#### [Task prompt]
Each line from the one that contains "point_to finds the man" to the end of the entries must be copied word for word, and only those lines.

#### [Data records]

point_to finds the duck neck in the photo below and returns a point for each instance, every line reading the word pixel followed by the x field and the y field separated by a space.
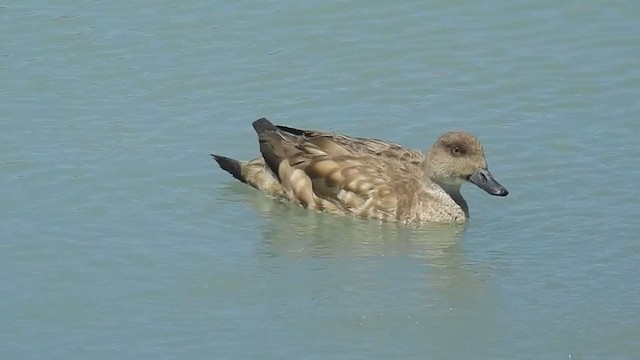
pixel 454 191
pixel 451 188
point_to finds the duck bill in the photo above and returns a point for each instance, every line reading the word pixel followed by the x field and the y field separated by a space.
pixel 485 181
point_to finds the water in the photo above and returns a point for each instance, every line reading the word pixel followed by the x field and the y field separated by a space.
pixel 121 239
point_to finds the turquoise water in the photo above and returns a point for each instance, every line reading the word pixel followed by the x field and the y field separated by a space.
pixel 120 238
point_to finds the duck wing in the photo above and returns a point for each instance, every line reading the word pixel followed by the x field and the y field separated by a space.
pixel 338 144
pixel 334 172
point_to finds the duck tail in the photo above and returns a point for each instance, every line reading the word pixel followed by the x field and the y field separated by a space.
pixel 233 167
pixel 261 125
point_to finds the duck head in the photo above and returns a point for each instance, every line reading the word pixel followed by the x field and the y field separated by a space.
pixel 458 157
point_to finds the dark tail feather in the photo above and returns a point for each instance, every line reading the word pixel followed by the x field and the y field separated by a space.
pixel 230 165
pixel 291 130
pixel 261 125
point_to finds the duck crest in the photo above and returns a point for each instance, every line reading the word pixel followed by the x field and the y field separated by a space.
pixel 368 178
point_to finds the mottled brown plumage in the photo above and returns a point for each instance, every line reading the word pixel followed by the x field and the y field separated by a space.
pixel 366 177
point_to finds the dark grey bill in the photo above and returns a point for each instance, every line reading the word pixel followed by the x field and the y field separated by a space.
pixel 486 182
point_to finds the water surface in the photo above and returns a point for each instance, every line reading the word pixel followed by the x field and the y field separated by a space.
pixel 121 239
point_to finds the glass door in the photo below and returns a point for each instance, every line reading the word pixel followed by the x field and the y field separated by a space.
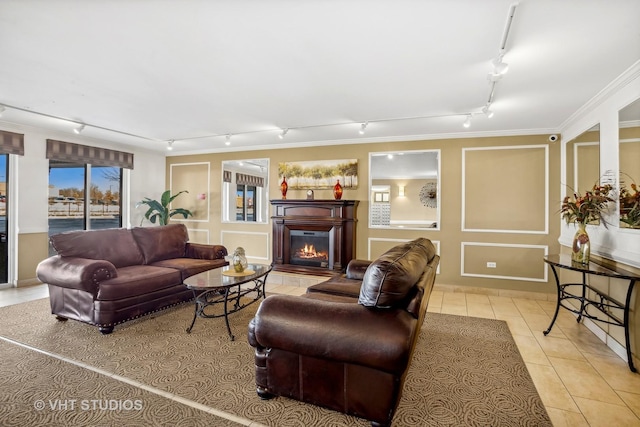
pixel 4 252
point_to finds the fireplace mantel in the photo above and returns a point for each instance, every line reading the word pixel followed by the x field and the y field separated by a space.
pixel 338 217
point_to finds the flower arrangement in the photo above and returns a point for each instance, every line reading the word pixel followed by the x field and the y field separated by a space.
pixel 588 208
pixel 630 206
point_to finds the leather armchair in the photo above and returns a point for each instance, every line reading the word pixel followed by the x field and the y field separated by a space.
pixel 344 350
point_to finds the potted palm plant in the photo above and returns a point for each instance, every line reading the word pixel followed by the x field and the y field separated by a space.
pixel 159 211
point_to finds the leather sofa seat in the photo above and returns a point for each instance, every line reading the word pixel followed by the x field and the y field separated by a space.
pixel 347 344
pixel 106 277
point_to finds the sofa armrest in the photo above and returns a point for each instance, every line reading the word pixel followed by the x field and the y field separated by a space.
pixel 75 273
pixel 202 251
pixel 356 268
pixel 345 332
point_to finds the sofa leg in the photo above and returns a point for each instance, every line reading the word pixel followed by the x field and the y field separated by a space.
pixel 264 394
pixel 106 330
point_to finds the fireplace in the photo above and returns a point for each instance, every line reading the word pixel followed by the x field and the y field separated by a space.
pixel 310 248
pixel 313 236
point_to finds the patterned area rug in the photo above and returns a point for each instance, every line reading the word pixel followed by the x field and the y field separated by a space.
pixel 466 372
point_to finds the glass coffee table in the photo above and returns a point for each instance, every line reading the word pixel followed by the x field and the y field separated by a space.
pixel 220 292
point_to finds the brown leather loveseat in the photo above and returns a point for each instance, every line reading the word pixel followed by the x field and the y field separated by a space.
pixel 347 344
pixel 106 277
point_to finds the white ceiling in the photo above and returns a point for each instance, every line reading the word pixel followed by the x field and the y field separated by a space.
pixel 194 71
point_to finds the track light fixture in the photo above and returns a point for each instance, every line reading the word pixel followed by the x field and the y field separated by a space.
pixel 500 67
pixel 487 111
pixel 363 126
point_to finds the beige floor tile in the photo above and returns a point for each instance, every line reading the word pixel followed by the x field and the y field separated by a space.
pixel 480 310
pixel 548 307
pixel 540 323
pixel 495 299
pixel 458 310
pixel 504 309
pixel 582 380
pixel 518 326
pixel 550 388
pixel 451 298
pixel 632 400
pixel 601 414
pixel 587 342
pixel 530 350
pixel 435 300
pixel 558 347
pixel 528 306
pixel 562 418
pixel 477 299
pixel 616 373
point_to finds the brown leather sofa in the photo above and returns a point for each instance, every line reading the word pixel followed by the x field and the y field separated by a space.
pixel 347 344
pixel 106 277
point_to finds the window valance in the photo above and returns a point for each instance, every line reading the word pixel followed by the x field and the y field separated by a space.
pixel 76 153
pixel 11 143
pixel 244 179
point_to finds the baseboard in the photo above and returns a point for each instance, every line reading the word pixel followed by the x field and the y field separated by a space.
pixel 508 293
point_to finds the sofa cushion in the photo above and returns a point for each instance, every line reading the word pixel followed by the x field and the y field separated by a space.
pixel 388 280
pixel 338 285
pixel 115 245
pixel 160 243
pixel 189 266
pixel 138 280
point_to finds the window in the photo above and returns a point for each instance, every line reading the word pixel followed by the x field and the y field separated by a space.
pixel 245 203
pixel 83 197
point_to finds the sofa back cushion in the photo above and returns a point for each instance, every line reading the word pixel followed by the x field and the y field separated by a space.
pixel 390 279
pixel 160 243
pixel 115 245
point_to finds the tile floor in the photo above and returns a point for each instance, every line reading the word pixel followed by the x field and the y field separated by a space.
pixel 580 380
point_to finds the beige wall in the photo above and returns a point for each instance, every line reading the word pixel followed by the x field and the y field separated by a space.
pixel 513 191
pixel 32 248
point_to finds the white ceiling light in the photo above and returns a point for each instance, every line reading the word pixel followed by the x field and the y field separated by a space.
pixel 363 126
pixel 500 67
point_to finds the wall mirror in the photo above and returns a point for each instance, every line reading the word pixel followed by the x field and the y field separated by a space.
pixel 629 163
pixel 404 189
pixel 583 162
pixel 245 185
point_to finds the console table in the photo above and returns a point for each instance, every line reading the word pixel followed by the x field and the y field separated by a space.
pixel 602 302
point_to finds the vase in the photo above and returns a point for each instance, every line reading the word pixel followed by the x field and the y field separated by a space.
pixel 581 249
pixel 284 187
pixel 239 260
pixel 337 191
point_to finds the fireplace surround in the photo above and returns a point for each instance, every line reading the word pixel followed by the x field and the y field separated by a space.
pixel 313 236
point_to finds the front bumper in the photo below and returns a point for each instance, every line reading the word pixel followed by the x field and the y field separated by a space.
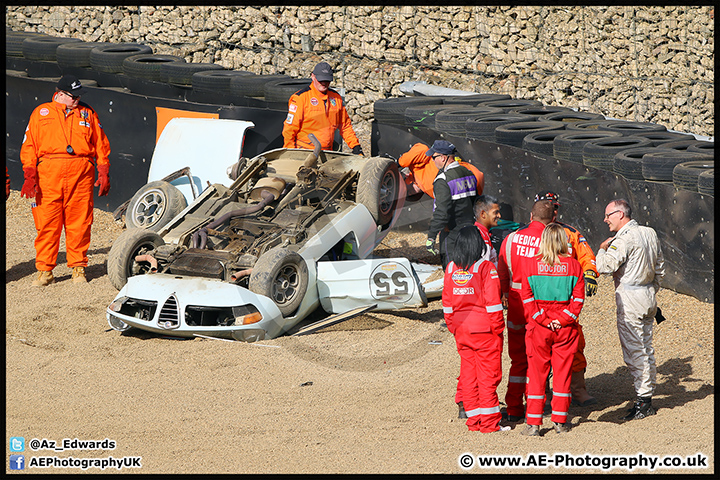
pixel 183 306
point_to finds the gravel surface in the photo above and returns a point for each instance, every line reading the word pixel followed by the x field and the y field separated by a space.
pixel 371 395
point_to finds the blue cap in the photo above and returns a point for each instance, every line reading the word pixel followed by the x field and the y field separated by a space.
pixel 443 147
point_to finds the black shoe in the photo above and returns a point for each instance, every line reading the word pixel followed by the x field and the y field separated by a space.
pixel 641 408
pixel 511 418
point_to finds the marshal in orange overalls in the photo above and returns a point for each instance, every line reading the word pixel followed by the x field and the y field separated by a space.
pixel 310 111
pixel 64 181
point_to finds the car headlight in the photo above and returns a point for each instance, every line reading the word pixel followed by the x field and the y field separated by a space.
pixel 249 318
pixel 117 304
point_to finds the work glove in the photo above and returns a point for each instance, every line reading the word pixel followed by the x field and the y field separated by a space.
pixel 29 189
pixel 590 283
pixel 103 179
pixel 430 245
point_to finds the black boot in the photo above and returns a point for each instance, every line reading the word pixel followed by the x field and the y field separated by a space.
pixel 641 408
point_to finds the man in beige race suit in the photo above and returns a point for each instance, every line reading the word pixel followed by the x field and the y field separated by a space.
pixel 634 258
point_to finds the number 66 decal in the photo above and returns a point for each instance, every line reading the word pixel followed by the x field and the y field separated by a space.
pixel 391 281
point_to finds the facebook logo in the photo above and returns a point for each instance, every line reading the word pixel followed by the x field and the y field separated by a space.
pixel 17 462
pixel 17 444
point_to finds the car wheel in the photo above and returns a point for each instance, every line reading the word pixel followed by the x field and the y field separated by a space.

#### [Answer section]
point_to finds the man in beige race suit in the photo above and returns a point for each instance, every line reading the word pixel followed by the x field and the y field separated by a space.
pixel 634 258
point_to finds the number 66 decal in the photo above and returns a point for each instance, every line reading the word pixel followed by the x field and the y field separated by a space.
pixel 391 281
point_to finds the facebook logo in the photo above and returns a point for each instance, every line reading the word pixel followed by the x field and the y field separated by a space.
pixel 17 462
pixel 17 444
point_to finds the car wheel in the photo above and returns a point for each instance, every line reading the word pixel followed by the x field and the y field separated by a space.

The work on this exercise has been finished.